• Work to complete
Scale the listing below by reproducing everything from its start down to the line containing "160), (286, 154)]", with the requests included, multiplying every coordinate in the answer outlines by 0.55 and rounding to whole numbers with halves rounded up. Leave the pictures out of your answer.

-- begin Listing --

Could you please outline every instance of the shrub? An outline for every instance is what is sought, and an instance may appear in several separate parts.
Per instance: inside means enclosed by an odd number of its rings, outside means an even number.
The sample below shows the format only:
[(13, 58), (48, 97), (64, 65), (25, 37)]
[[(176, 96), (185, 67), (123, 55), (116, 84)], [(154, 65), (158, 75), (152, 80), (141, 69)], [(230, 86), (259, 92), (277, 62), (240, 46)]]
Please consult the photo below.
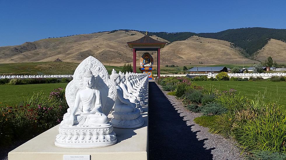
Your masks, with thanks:
[(186, 106), (187, 108), (190, 111), (193, 112), (200, 112), (201, 108), (198, 105), (191, 104)]
[(56, 83), (60, 81), (56, 78), (47, 78), (46, 79), (46, 83)]
[(286, 152), (286, 115), (275, 104), (255, 106), (258, 116), (247, 120), (236, 130), (234, 137), (247, 150)]
[(226, 72), (222, 72), (217, 74), (215, 76), (216, 78), (220, 80), (229, 80), (229, 76)]
[(219, 115), (223, 114), (227, 111), (227, 109), (220, 104), (211, 102), (202, 106), (201, 112), (204, 115)]
[(231, 73), (240, 73), (240, 70), (239, 69), (239, 68), (238, 67), (234, 67), (232, 68), (232, 69), (231, 69)]
[(34, 94), (23, 105), (0, 106), (0, 137), (4, 139), (0, 145), (30, 138), (60, 122), (68, 107), (64, 90), (55, 90), (49, 96), (41, 92)]
[(234, 114), (229, 112), (217, 116), (214, 119), (214, 123), (210, 127), (210, 132), (225, 137), (233, 135), (233, 132), (238, 126)]
[(168, 92), (167, 94), (168, 95), (170, 95), (170, 96), (176, 96), (176, 92), (174, 91), (172, 91)]
[(261, 63), (254, 64), (253, 66), (254, 73), (262, 73), (264, 72), (263, 66)]
[(201, 100), (202, 104), (204, 105), (208, 102), (213, 102), (216, 96), (212, 93), (204, 95), (202, 97)]
[(194, 77), (193, 80), (194, 81), (200, 81), (200, 78), (199, 76), (196, 76)]
[(268, 151), (255, 150), (247, 156), (248, 160), (285, 160), (286, 154)]
[(10, 82), (10, 79), (7, 78), (0, 79), (0, 84), (7, 84)]
[(201, 91), (189, 89), (184, 95), (183, 103), (185, 104), (192, 103), (198, 103), (201, 102), (202, 97), (203, 94)]
[(60, 83), (68, 83), (71, 81), (71, 80), (69, 80), (66, 78), (62, 78), (61, 80), (61, 81), (60, 82)]
[(215, 98), (214, 101), (231, 111), (240, 110), (250, 105), (250, 102), (246, 97), (236, 96), (236, 91), (231, 88), (229, 91), (224, 91)]
[(196, 86), (195, 84), (191, 82), (178, 83), (176, 85), (175, 89), (176, 96), (179, 98), (181, 97), (185, 94), (186, 91), (190, 88), (193, 88)]
[(10, 112), (5, 110), (3, 106), (0, 106), (0, 146), (8, 145), (12, 142), (13, 131), (11, 126)]
[(214, 78), (212, 77), (211, 77), (210, 78), (209, 78), (207, 80), (211, 80), (212, 81), (213, 81), (214, 80)]
[(167, 85), (162, 86), (163, 90), (165, 91), (172, 91), (174, 89), (174, 87), (173, 85)]
[(203, 116), (195, 118), (194, 121), (200, 125), (205, 127), (209, 127), (213, 123), (216, 116)]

-- end Listing --

• Right answer
Could you please outline every instance of the shrub? An outline for every instance is what is sought, and an instance may appear in several separate parts.
Per instance: inside means enclosed by an odd number of its rings, outside means an even number.
The sample below shows the format only:
[(13, 58), (48, 97), (64, 65), (25, 37)]
[[(176, 96), (185, 67), (123, 55), (116, 84)], [(154, 65), (158, 75), (152, 80), (141, 69)], [(230, 86), (259, 92), (277, 62), (240, 46)]]
Please consult the photo below.
Your masks, with thanks:
[(102, 58), (103, 59), (105, 61), (106, 62), (110, 62), (111, 59), (109, 58), (105, 57)]
[(31, 46), (33, 45), (31, 43), (26, 43), (25, 43), (25, 46)]
[(157, 84), (157, 63), (151, 57), (140, 58), (142, 64), (136, 66), (130, 72), (129, 75), (136, 83)]
[(124, 40), (122, 40), (119, 41), (118, 42), (119, 43), (121, 44), (126, 44), (126, 42)]
[(120, 63), (123, 63), (125, 61), (125, 60), (121, 57), (116, 56), (111, 58), (111, 62), (112, 63)]
[(127, 40), (132, 40), (132, 39), (131, 38), (131, 37), (131, 37), (129, 37), (128, 37), (128, 38), (127, 38)]
[(19, 52), (13, 58), (0, 58), (0, 75), (2, 76), (0, 80), (17, 76), (33, 67), (37, 59), (35, 50), (30, 50), (27, 53), (23, 51)]
[(129, 63), (126, 62), (119, 64), (118, 65), (118, 68), (116, 70), (116, 73), (124, 75), (128, 74), (128, 73), (131, 69)]
[(92, 51), (92, 52), (92, 52), (94, 52), (94, 53), (97, 53), (97, 51), (96, 50), (95, 50)]
[(144, 35), (140, 35), (139, 36), (140, 40), (144, 40), (145, 40), (145, 36)]
[(111, 55), (111, 57), (112, 58), (114, 56), (117, 56), (119, 53), (117, 51), (112, 52), (111, 53)]
[(107, 42), (106, 44), (107, 45), (110, 45), (110, 43), (109, 42), (108, 42)]
[(147, 83), (140, 83), (136, 86), (136, 88), (157, 88), (157, 85)]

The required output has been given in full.